_SELECTED PASSAGE_.
The aim of any heart is to pump blood
Therefore, I have the aim of having a heart which pumps blood.
(Someone is attempting to commit suicide by stopping his own heart from pumping blood: It would be a mistake, I take it, to attribute to such a person the aim of having a heart which pumps blood.)
Moreover, the crucial premise--that “belief aims at truth”--is notoriously obscure. Talk of belief “aiming” at truth is, I assume, metaphorical, and this metaphor has yet to be fully unpacked.35 Suppose, however, that there is some non-metaphorical interpretation of “belief aims at truth” or “truth is the constitutive aim of belief” which is both true and philosophically interesting. Would this help the instrumentalist?
In fact, to appeal to the claim that belief aims at truth at this juncture is, I think, essentially to abandon the attempt to reduce epistemic rationality to instrumental rationality. After all, what is distinctive about instrumental rationality is precisely the fact that which instrumental reasons a person has depends on which ends (goals, aims) he or should would prefer to have realized. To appeal to states which by their very nature ought to be a certain way (regardless of whether anyone has any preference for their being that way) is already to move beyond instrumental rationality.
Compare: a neo-Aristotelian might hold that, because human beings are by their very nature certain sorts of beings, they have distinctive ends which they ought to realize (regardless of whether they have any preferences for the realization of those ends) and the fact that they have these ends gives them reasons to act in some ways rather than in others. Such reasons, I think, would not be instrumental reasons.
I want to ask the speaker a question, and I know that I will only be able to ask my question if I raise my hand. These facts give me an instrumental reason to raise my hand. In explaining why my action is rational, there is no need to appeal to a “constitutive aim” of my action, or some such thing. That is, no role is played by constitutive aims in paradigmatic exhibitions of instrumental rationality.

_MATERIAL SUPPLIED_.
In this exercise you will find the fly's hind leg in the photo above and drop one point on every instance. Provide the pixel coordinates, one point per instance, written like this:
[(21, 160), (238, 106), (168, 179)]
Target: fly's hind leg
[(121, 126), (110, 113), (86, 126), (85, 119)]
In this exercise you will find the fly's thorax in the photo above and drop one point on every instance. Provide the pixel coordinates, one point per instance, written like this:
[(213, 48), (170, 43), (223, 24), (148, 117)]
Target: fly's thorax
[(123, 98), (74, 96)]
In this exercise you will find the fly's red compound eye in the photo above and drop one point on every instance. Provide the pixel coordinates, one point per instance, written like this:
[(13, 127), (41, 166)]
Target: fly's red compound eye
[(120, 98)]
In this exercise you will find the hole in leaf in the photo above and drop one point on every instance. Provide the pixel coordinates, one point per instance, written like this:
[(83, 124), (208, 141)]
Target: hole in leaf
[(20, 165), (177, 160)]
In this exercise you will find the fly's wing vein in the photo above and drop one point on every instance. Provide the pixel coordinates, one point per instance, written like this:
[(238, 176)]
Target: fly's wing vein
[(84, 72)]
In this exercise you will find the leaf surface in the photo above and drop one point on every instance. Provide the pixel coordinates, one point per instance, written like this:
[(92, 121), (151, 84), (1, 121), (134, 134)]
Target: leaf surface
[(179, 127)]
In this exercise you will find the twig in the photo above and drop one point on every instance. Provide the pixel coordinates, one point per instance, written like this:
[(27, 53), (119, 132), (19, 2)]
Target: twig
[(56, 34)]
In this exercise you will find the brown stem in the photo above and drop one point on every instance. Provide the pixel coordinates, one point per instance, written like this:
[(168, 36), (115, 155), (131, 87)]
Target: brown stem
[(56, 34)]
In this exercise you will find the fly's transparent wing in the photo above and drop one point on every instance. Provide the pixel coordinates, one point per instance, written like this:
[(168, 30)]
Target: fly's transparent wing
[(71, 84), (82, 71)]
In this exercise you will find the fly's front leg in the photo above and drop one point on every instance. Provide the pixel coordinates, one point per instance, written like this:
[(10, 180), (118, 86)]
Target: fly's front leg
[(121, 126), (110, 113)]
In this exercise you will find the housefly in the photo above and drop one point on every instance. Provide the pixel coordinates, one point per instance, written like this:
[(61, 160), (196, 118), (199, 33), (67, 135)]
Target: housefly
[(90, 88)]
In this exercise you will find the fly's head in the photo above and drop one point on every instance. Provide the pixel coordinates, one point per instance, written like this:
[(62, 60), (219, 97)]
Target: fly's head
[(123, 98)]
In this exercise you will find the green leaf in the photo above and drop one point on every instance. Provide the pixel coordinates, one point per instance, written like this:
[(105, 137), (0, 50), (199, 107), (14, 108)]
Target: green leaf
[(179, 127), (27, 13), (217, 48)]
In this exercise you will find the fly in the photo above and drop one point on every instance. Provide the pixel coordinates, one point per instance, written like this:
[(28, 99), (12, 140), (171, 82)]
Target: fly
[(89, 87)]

--

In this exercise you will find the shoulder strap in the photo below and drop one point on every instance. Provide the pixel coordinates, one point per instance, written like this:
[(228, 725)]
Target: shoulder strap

_STATED PROBLEM A_.
Repeat the section of the passage on instrumental rationality that begins with the words containing "(Someone is attempting" and ends with "which pumps blood.)".
_STATED PROBLEM B_.
Answer these questions about the passage on instrumental rationality:
(i) How does the author describe talk of belief "aiming" at truth?
(ii) What does the author say is the only way to get to ask the speaker a question?
(iii) According to the neo-Aristotelian view, why do human beings have distinctive ends?

_FULL ANSWER A_.
(Someone is attempting to commit suicide by stopping his own heart from pumping blood: It would be a mistake, I take it, to attribute to such a person the aim of having a heart which pumps blood.)

_FULL ANSWER B_.
(i) As metaphorical, with the metaphor yet to be fully unpacked.
(ii) Raising a hand.
(iii) Because human beings are by their very nature certain sorts of beings.